Output, unchanged, the portion of the data that begins with the line containing "Pinpoint the green field in this photo." and ends with the line containing "[331, 233, 364, 266]", including both of those lines and nothing else.

**Data excerpts:**
★ ★ ★ ★ ★ ★ ★
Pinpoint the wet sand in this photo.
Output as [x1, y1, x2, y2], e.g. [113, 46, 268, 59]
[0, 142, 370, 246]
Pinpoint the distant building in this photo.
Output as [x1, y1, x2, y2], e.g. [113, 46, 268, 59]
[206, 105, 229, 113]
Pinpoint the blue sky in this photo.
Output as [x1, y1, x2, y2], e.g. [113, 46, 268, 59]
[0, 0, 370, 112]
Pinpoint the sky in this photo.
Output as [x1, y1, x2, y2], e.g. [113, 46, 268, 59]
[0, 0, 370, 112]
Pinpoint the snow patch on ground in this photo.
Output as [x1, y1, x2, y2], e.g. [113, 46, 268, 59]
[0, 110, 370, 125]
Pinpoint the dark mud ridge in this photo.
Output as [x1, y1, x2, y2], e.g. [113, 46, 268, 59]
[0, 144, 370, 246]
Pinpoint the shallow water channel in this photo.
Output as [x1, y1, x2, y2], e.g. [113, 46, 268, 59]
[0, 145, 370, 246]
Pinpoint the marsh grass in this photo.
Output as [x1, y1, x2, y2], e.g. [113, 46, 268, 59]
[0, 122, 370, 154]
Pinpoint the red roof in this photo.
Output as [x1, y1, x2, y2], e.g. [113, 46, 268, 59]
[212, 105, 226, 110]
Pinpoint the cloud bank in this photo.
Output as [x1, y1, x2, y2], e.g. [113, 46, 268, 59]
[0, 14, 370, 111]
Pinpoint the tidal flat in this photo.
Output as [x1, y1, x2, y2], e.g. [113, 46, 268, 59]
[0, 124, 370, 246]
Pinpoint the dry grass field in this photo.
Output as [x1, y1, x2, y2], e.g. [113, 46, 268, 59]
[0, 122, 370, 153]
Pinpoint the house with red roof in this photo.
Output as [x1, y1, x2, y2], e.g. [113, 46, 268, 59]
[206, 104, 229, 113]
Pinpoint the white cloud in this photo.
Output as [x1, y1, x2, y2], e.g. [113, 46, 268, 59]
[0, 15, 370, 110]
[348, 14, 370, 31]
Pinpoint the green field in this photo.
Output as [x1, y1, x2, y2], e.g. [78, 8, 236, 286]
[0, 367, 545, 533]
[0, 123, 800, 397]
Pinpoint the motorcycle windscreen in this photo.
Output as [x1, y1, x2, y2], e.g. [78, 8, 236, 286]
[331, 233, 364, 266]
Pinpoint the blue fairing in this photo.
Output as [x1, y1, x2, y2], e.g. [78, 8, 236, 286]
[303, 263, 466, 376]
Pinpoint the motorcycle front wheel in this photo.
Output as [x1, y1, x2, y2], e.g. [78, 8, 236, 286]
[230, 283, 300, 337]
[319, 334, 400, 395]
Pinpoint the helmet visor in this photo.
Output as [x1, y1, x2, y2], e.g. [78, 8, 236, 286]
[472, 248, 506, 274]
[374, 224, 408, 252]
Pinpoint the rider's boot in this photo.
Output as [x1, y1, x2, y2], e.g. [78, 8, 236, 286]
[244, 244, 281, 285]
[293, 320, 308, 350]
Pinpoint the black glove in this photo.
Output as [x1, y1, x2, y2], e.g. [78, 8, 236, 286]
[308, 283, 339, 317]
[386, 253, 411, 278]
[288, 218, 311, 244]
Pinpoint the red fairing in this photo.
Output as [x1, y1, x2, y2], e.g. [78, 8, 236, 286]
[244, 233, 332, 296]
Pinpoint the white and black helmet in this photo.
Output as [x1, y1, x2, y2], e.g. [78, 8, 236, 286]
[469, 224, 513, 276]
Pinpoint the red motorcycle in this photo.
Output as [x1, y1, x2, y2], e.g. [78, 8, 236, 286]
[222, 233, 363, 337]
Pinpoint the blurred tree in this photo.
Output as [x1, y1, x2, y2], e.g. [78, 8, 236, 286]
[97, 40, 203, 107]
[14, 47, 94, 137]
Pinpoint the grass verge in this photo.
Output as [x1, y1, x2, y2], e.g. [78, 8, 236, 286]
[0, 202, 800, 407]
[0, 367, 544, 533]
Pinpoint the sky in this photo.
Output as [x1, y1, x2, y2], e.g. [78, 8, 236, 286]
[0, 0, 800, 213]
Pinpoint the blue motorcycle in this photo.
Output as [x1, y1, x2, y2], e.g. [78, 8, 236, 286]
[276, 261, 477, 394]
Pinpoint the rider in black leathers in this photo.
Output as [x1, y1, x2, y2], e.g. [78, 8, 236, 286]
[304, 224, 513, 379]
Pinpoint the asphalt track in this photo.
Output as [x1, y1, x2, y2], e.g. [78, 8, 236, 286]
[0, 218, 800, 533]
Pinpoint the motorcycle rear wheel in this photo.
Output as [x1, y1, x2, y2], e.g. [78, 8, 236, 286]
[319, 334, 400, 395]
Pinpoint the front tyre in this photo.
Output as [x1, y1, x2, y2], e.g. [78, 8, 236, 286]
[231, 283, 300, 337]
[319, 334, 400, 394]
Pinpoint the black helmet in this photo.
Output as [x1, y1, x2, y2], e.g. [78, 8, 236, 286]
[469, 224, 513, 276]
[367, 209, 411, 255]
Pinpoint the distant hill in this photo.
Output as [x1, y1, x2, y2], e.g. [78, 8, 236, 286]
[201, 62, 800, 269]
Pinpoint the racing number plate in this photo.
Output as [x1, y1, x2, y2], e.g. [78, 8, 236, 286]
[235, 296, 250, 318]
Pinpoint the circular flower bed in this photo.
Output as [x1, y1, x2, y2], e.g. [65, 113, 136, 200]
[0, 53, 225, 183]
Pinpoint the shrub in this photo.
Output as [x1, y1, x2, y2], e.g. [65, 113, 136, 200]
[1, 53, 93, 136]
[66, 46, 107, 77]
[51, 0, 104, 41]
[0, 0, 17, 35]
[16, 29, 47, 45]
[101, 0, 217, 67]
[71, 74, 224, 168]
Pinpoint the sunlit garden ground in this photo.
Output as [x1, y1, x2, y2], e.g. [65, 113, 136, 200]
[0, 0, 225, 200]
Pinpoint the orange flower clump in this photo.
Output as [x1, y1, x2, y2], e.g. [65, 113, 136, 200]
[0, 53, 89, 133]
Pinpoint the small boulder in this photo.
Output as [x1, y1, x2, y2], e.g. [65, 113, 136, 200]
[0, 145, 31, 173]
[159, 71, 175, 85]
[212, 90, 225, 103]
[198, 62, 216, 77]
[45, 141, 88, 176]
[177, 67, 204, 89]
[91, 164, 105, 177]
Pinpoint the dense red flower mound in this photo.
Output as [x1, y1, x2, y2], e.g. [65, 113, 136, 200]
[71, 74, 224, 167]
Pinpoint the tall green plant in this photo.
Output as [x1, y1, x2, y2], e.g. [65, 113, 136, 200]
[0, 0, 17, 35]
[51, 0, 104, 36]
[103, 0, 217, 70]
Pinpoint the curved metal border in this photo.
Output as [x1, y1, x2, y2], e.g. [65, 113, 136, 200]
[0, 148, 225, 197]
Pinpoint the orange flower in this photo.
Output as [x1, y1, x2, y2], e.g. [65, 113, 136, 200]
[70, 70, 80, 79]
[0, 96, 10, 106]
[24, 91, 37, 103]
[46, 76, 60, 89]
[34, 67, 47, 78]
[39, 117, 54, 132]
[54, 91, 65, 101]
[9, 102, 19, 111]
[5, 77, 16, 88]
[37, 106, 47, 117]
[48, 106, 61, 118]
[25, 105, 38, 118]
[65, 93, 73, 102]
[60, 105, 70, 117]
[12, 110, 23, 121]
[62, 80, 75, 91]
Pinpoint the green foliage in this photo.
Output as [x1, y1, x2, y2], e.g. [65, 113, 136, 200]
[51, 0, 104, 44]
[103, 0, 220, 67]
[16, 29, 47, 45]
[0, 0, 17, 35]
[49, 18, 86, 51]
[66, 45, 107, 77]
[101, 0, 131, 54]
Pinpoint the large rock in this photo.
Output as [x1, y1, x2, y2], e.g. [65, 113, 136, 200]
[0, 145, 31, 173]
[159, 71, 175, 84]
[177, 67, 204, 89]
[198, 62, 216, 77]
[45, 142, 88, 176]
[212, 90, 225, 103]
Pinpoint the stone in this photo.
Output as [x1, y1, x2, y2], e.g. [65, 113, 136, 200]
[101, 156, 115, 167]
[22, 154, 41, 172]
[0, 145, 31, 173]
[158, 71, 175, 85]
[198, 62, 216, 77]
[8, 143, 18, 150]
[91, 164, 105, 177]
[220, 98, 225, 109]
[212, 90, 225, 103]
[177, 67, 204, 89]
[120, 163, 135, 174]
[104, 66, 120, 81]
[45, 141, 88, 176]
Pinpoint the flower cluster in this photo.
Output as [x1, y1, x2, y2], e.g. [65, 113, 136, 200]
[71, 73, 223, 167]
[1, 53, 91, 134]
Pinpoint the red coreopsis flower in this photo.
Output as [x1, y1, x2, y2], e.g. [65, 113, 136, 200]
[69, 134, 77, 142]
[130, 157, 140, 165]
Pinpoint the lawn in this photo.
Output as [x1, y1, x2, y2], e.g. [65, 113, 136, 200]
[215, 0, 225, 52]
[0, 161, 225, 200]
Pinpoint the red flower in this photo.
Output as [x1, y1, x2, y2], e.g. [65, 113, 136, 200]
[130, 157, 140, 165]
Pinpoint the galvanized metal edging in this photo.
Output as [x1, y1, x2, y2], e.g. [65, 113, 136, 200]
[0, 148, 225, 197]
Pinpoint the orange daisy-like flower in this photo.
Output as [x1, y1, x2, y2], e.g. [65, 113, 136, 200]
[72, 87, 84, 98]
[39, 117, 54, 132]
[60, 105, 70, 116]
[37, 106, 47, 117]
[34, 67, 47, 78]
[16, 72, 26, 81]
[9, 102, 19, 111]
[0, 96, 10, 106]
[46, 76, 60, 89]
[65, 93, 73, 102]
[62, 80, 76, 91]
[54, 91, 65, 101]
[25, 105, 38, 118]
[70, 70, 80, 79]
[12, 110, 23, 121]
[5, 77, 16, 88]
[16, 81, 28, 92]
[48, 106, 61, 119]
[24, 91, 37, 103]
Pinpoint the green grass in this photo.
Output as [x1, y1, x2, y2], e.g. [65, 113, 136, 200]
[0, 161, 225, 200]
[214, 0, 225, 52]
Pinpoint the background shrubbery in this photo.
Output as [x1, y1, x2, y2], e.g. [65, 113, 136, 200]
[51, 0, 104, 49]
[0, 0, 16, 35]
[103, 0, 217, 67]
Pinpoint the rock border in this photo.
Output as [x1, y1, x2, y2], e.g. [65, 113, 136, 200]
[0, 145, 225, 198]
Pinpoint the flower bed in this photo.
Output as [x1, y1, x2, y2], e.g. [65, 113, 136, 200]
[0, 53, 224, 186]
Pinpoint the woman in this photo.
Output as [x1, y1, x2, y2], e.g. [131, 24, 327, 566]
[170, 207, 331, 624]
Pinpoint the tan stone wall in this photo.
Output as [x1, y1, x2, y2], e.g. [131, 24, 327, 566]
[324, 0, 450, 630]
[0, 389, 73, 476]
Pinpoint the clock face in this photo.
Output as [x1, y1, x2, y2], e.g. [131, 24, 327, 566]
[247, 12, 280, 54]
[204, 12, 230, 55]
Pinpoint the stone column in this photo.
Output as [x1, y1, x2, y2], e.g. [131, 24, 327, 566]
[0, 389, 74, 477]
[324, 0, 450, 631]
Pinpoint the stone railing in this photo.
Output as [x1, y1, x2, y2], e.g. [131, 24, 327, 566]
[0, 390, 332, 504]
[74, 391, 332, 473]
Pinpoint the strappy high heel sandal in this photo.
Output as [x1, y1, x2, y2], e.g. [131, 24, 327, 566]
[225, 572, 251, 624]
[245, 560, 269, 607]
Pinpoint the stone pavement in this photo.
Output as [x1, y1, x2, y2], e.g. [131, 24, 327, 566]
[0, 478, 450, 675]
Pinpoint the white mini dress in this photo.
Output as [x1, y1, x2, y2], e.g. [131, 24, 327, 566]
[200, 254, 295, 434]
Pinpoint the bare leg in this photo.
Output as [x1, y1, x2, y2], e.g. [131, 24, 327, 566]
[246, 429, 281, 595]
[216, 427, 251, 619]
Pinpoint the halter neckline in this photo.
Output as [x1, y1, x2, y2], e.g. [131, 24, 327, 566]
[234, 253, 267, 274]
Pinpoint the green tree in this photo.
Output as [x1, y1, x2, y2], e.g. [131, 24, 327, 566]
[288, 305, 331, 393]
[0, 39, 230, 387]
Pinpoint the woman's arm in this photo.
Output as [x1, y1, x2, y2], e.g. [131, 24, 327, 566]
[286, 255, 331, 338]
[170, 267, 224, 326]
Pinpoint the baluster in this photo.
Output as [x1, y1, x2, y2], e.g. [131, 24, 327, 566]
★ ★ ★ ★ ★ ★ ★
**Response to this task:**
Pinpoint the green field in this photo.
Output as [x1, y1, x2, y2], e.g. [78, 8, 236, 286]
[0, 367, 545, 533]
[0, 123, 800, 397]
Pinpoint the motorcycle windscreen in this photo.
Output as [x1, y1, x2, y2], e.g. [78, 8, 236, 286]
[331, 233, 364, 266]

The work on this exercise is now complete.